--- Aim of the exercise ---
Could you reproduce every one of the items below word for word, keeping each line and number unchanged?

--- Records for processing ---
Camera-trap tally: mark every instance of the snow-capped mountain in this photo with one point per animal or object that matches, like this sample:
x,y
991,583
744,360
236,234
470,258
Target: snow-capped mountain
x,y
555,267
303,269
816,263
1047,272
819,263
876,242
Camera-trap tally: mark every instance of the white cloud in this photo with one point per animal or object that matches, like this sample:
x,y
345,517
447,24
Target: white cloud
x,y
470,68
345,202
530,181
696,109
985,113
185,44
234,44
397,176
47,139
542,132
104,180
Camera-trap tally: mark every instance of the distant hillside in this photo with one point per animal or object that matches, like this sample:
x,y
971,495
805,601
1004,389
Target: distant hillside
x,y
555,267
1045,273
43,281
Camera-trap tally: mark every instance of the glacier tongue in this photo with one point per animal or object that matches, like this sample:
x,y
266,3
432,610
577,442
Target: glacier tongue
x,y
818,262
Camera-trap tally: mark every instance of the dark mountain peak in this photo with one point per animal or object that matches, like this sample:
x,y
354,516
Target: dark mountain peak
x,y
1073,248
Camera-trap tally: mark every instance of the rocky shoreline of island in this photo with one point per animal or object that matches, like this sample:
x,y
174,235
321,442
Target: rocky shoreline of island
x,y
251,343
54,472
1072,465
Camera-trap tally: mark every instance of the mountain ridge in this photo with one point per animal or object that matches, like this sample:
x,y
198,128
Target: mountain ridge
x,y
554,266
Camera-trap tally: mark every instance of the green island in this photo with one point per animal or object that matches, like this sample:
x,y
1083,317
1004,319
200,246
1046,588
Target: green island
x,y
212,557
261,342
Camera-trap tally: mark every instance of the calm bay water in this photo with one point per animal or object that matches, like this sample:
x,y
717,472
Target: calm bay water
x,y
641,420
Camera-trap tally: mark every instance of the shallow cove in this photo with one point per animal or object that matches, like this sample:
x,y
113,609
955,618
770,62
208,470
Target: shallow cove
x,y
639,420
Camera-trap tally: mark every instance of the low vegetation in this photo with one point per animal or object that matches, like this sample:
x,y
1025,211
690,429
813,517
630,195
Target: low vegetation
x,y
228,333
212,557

--- Answer in full ---
Camera-trap tally: mark every instance of the snow-capped mountain in this photo with one point per animal or object that matches, like this sample:
x,y
991,583
744,360
236,234
470,258
Target: snow-capped mountain
x,y
555,267
303,269
816,263
1047,272
819,263
876,242
Camera-trap tally: mark every instance of the white cloud in this photo with one point per animal or object that matches, like this sample:
x,y
345,517
447,24
Target: white cloud
x,y
470,68
345,202
530,181
696,109
985,113
185,44
234,44
397,176
47,139
542,132
104,180
Camera-trap tally: mark every instance of the distant hillside in this photo with one point per animal or object that matches, like this sample:
x,y
971,495
805,601
1004,389
Target: distant hillside
x,y
555,267
1045,273
43,281
Camera-trap tally: mark every instance of the glacier tongue in this photo with one point per animal or object that matches, like this sample:
x,y
266,3
432,610
577,442
Target: glacier tongue
x,y
818,262
Camera-trap tally: mark every instance of the dark mountain peak in this photo with one point per animal or object that matches, like this sample:
x,y
354,516
Target: dark mountain peak
x,y
1073,248
Camera-trap tally: mark every instance of the rocky shoreline of island in this photo with one point per animal or object that matches, like this sample:
x,y
174,235
321,442
Target: rocky shoreline of island
x,y
251,343
54,472
1072,465
Camera-trap tally: mark every instance of the mountain ridge in this photo with one point per animal or object that matches, like this sample:
x,y
198,128
Target: mountain ridge
x,y
554,266
Camera-trap tally: mark every instance of the green island in this photo with one point per animal or object that matches, like this sample:
x,y
1083,317
1004,319
200,246
1046,588
Target: green island
x,y
212,557
261,342
Camera-trap tally: mark every instance of the calm bay water in this photo with one point per animal or object that matches, like this sample:
x,y
717,472
Target: calm bay water
x,y
641,420
Camera-trap tally: mark every instance of the shallow cove in this photo with one point per animal or object that matches, like this sample:
x,y
113,609
955,618
770,62
208,470
Target: shallow cove
x,y
639,420
Camera-trap tally: mark every instance of the low vegetation in this photo with one point per animal or object that matches, like this sample:
x,y
1025,211
690,429
813,517
630,195
Target: low vegetation
x,y
228,333
212,557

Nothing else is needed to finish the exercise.